▶ **Prompt**
Rewrite every line of the entries, starting with the line containing "Indicate the yellow bloom" and going on through the end of the entries, and add 131 to each pixel coordinate value. Include only those lines.

▶ **Dataset excerpts**
☆ ☆ ☆ ☆ ☆
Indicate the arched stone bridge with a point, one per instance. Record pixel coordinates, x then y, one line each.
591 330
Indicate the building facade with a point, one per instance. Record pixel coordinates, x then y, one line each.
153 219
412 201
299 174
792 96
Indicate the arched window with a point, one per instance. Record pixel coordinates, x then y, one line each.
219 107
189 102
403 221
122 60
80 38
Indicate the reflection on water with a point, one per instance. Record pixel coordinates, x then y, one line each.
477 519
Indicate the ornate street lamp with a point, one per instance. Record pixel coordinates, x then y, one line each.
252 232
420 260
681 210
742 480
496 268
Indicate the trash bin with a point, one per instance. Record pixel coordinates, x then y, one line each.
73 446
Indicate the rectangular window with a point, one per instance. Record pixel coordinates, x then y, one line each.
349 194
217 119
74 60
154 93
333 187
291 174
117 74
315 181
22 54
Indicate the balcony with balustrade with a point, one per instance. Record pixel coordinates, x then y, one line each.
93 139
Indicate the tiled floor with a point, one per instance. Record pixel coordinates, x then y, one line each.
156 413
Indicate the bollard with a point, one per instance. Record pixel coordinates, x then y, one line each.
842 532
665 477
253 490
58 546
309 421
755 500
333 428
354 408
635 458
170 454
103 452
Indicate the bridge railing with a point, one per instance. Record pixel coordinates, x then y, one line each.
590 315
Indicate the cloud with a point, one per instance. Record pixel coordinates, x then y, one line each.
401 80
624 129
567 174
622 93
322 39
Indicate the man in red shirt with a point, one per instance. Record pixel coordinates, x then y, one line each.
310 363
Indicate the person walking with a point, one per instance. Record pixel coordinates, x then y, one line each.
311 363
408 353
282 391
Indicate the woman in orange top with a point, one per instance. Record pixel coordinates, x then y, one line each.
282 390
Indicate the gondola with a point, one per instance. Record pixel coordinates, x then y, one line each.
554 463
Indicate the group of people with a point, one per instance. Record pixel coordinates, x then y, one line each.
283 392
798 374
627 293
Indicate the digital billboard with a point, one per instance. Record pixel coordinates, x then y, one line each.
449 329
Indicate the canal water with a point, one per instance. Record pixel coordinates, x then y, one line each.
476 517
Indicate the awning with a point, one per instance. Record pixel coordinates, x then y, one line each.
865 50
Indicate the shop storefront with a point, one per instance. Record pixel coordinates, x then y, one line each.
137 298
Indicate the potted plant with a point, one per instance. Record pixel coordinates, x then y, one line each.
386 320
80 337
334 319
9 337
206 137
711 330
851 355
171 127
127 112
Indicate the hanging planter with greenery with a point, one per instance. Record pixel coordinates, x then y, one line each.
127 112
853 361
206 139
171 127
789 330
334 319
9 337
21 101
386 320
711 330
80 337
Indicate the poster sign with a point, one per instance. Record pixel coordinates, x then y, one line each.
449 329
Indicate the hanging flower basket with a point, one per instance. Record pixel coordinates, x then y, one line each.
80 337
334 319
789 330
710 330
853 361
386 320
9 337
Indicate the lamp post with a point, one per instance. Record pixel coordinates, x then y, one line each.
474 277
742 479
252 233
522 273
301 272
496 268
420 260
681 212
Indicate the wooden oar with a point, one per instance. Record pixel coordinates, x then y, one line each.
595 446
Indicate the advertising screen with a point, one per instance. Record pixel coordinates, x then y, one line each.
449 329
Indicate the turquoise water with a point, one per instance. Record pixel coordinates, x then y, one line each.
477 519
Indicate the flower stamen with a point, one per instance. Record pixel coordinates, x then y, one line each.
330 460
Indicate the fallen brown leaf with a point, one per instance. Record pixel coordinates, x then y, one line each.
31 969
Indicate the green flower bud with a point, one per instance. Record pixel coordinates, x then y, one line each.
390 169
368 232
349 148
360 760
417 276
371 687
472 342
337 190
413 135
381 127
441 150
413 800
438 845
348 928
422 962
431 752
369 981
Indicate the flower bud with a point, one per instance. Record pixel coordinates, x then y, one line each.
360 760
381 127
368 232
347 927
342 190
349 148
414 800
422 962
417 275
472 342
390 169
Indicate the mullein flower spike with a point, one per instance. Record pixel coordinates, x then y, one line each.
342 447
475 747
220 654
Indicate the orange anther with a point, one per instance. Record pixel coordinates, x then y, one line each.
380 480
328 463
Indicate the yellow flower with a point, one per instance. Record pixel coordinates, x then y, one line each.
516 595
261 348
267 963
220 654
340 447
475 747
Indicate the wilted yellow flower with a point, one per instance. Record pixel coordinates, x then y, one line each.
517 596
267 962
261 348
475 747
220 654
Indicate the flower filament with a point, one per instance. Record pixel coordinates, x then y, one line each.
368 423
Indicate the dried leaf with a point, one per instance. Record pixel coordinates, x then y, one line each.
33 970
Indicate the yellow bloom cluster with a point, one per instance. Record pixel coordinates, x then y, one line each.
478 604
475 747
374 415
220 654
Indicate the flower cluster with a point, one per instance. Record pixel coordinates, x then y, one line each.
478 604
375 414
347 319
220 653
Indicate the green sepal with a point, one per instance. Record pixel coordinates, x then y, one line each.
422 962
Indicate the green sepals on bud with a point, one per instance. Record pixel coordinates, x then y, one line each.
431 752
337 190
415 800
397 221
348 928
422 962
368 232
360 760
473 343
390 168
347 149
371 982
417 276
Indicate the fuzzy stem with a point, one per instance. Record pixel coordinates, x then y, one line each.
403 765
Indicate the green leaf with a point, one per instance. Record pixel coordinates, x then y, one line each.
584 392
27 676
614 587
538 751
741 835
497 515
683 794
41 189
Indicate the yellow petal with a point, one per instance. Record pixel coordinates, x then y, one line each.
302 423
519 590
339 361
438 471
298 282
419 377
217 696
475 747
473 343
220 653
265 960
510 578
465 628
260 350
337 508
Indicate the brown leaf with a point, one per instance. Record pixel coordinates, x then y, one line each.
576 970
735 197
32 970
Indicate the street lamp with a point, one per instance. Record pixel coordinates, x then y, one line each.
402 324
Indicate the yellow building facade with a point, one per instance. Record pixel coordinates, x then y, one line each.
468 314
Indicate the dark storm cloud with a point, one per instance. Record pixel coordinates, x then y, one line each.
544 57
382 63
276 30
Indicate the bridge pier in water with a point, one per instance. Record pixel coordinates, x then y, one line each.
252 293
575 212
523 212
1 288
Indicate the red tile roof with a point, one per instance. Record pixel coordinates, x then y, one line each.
☆ ☆ ☆ ☆ ☆
▶ **Answer for this exercise**
Indicate the yellow bloom cluster with a point, one per instance. Record pixel coordinates, x then y, one line each.
609 735
606 878
505 546
351 785
Indicate the flower cluster with a point, one per instance. Record pixel coordinates, x then y, one line each.
609 735
506 545
478 450
351 784
Indicate the green sepal with a point, one per instance. Record pixel coordinates, x then y, one line each.
553 1093
Indicate the green sepals on bud with a point, one per instance. Record pixel coordinates, x then y, one line each.
562 883
468 321
546 931
528 352
479 1059
553 1093
499 363
491 891
604 474
521 299
478 280
502 1113
548 407
Indicate the fuzzy stem with a point, one per instance. Record pixel coordinates, x then y, one line each.
534 896
Indicate the green leaf with a point, one per instance. Record pixel coordinates, x then y, one line each.
715 523
158 807
745 718
669 882
872 966
628 646
814 925
172 320
Indicate the yellow petal with a point, one per instance. Record pixel coordinates, x then y, one line each.
433 554
650 721
470 492
569 602
429 413
550 508
348 827
606 878
604 474
351 784
396 1091
641 709
596 759
391 481
468 639
Indicate the brown leaf with a point, one per instance. Record pixel coordinates, x then y, one line each.
707 1101
866 328
163 1101
Indicate the street lamp with a point, one per instance. Record pixel coordinates, x then y, one line each.
533 455
Indicate the yellow building facade with a point, one per instance. Record pixel coordinates, x then y, one line each.
599 445
Indicate the dark storm cloud with a point, one per instance. Record pixel coordinates, x then y, one line each.
675 188
513 194
407 161
Indicate the bridge pier in water with a point, one per instance. Record pixel coordinates, x then y, one line each.
383 424
706 343
654 343
132 419
Indicate the red tile roof with a point, one per instance. Record pixel coordinates, x then y, one line each.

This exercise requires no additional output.